基于IDA Python的二进制代码安全审计

前言

IDA pro 对二进制文件解析能力毋庸置疑，并且支持Python脚本与IDC结合起来，可以基于此做很多有意思的事情。

最近在做终端安全检测，经常会遇到编译好的二进制程序，就想试试通过IDA Python来做相关的安全检测工作。

由于IDA pro 支持 x86/x86-64/arm/arm64/mips等文件格式的解析，所以检测脚本也可以支持Android/iOS/macOS/Windows/Linux等众多平台的二进制程序。

本文基于 IDA pro 7.0，IDA pro 在6.8以后的版本都自带了IDA Python，而更早的版本则需要手动安装：https://github.com/idapython

IDA Python基础

本部分参考：IDA-python学习小结 IDA Python由三个独立模块组成：

idc:idc函数的兼容模块,包含IDA内置函数声明和内部定义
idautils:实用函数模块
idaapi:用于访问更多底层数据的模块

常用函数功能示例：

指令处理

获取当前指令地址：ea=here() print “0x%x %s”%(ea,ea)
获取当前的汇编指令：idc.GetDisasm(ea)
获取当前处于的段：idc.SegName()
获取该段程序最低和最高地址：hex(MinEA()) hex(MaxEA())
获取下(上)一条汇编指令地址：ea = here() ; next_instr = idc.NextHead(ea) PrevHead(ea)

函数操作

获取程序所有函数的名称：
for func in idautils.Functions():
print hex(func), idc.GetFunctionName(func)
计算当前函数有多少条指令：
ea = here()
len(list(idautils.FuncItems(ea)))
获取当前IDB中记录的所有有名字函数的地址和名称： idautils.Names() 返回的是一个以元组组成的列表，函数的起始地址指向了其plt表img

指令操作

给定地址，打印指令 idc.GetDisasm(ea)
给定函数中一个地址，得到整个函数的指令列表 idautils.FuncItems(here())
获取函数的一些flag信息： idc.GetFunctionFlags(func)
对一条汇编指令进行拆解： 获取指令的操作：idc.GetMnem(here()) 获取指令的操作数：idc.GetOpType(ea,n) 根据返回的数值，可以判断操作数类型（普通寄存器、常量字符串等）
对汇编指令中用到的操作数，求取其引用的地址，也就是双击该操作数后跳转到的地址 hex(idc.GetOperandValue(here(),1))

交叉引用

指令从哪个地方来：idautils.CodeRefsTo(here(),0)
指令下一步去到哪儿：idautils.CodeRefsFrom(here(),0)
数据从哪个地方来：idautils.DataRefsTo(here(),0)
数据下一步去到哪儿：idautils.DataRefsFrom(here(),0)
较为通用的一种获取xref：idautils.XrefsTo(here(),flag) 其中flag=0时，所有的交叉引用都会被显示

更多详细函数信息参考IDA官方手册： https://www.hex-rays.com/products/ida/support/idapython_docs/

IDA Python 检测功能脚本

IDA Python检测功能脚本是在IDA pro环境下执行，语法基于python2.7，与电脑本地配置环境无关。

危险函数检测

Intel SDL List of Banned Functions

《SDL List of Banned Functions》是Intel于2016年出的SDL流程里面的c语言危险函数列表，本文使用该列表函数为示例，参考： https://github.com/intel/safestringlib/wiki/SDL-List-of-Banned-Functions 另外还可以参考： IBM 于2000年出的《防止缓冲区溢出》 https://www.ibm.com/developerworks/cn/security/buffer-defend/index.html 微软于2011年出的《MSDN article: SDL Banned Function Calls》： http://msdn.microsoft.com/en-us/library/bb288454.aspx

危险函数	安全替换函数	说明
alloca(), _alloca()	malloc(), new()	alloc()是在栈上分配内存因此容易导致栈结构损坏，而malloc()和new()则是在堆上分配内存因此安全性要高于 alloc()

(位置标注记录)
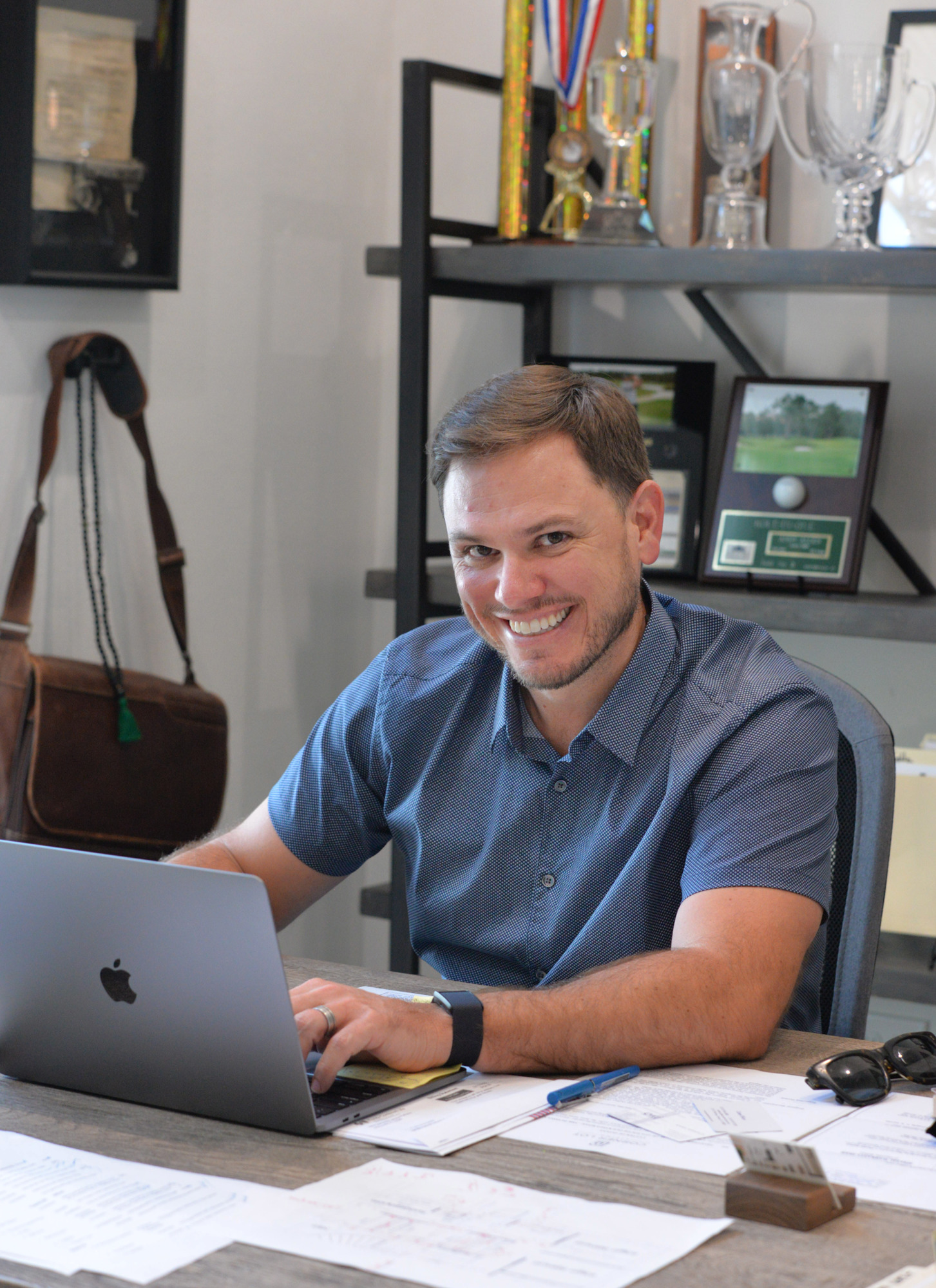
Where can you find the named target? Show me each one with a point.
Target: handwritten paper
(884, 1152)
(450, 1229)
(443, 1121)
(626, 1121)
(66, 1210)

--- 练习任务 ---
a) 按这篇IDA Python二进制安全审计文章的说法，IDA Python由哪三个独立模块组成？
b) 从这篇IDA Python二进制安全审计文章停下的地方往下续写。

--- 各题答案 ---
a) idc、idautils和idaapi。

b)
scanf(), wscanf(), sscanf(), swscanf(), vscanf(), vsscanf()	fgets()
strlen(), wcslen()	strnlens(), wcsnlens()
strtok(), strtok_r(), wcstok()	strtok_s()
strcat(), strncat(), wcscat(), wcsncat()	strcats(), strncats(), strlcat(), wcscats(), wcsncats()
strcpy(), strncpy(), wcscpy(), wcsncpy()	strcpys(), strncpys(), strlcpy(), wcscpys(), wcsncpys()
memcpy(), wmemcpy()	memcpys(), wmemcpys()
stpcpy(), stpncpy(), wcpcpy(), wcpncpy()	stpcpys(), stpncpys(), wcpcpys(), wcpncpys()
memmove(), wmemmove()	memmoves(), wmemmoves()
memcmp(), wmemcmp()	memcmps(), wmemcmps()
memset(), wmemset()	memsets(), wmemsets()
gets()	fgets()
sprintf(), vsprintf(), swprintf(), vswprintf()	snprintf() 或其他安全字符串库中的特殊版本
snprintf(), vsnprintf()	–	应使用避免vargs构造的包装函数，并对传递给snprintf()的参数进行编译时检查
realpath()	–	仍使用realpath()，但第二个参数必须使用NULL，这会强制在堆上分配缓冲区
getwd()	getcwd()	getcwd()会检查buffer大小
wctomb(), wcrtomb(), wcstombs(), wcsrtombs(), wcsnrtombs()	–	宽字符wide-character到多字节multi-byte的字符串转换可能会造成缓冲区溢出，但目前没有替代方案

危险函数检测脚本

危险函数的检测，通过匹配Functions列表中函数完成，除了获取函数的定义位置，还可以获取到调用位置：

#危险函数列表，参考自: https://github.com/intel/safestringlib/wiki/SDL-List-of-Banned-Functions
danger_func = ["alloca","_alloca","scanf","wscanf","sscanf","swscanf","vscanf","vsscanf","strlen","wcslen","strtok","strtok_r","wcstok","strcat","strncat","wcscat","wcsncat","strcpy","strncpy","wcscpy","wcsncpy","memcpy","wmemcpy","stpcpy","stpncpy","wcpcpy","wcpncpy","memmove","wmemmove","memcmp","wmemcmp","memset","wmemset","gets","sprintf","vsprintf","swprintf","vswprintf","snprintf","vsnprintf","realpath","getwd","wctomb","wcrtomb","wcstombs","wcsrtombs","wcsnrtombs"]
#IDA解析的函数通常都会在最前面加上"_",所以在函数列表基础上还需要给每个函数最前面添加"_"
_danger_func = danger_func
s = '_'
for i in xrange(len(danger_func)):
    _danger_func[i] = s + danger_func[i]
total_danger_func = danger_func + _danger_func

#获取Functions列表，并匹配是否存在危险函数
for func in Functions():
    func_name = GetFunctionName(func)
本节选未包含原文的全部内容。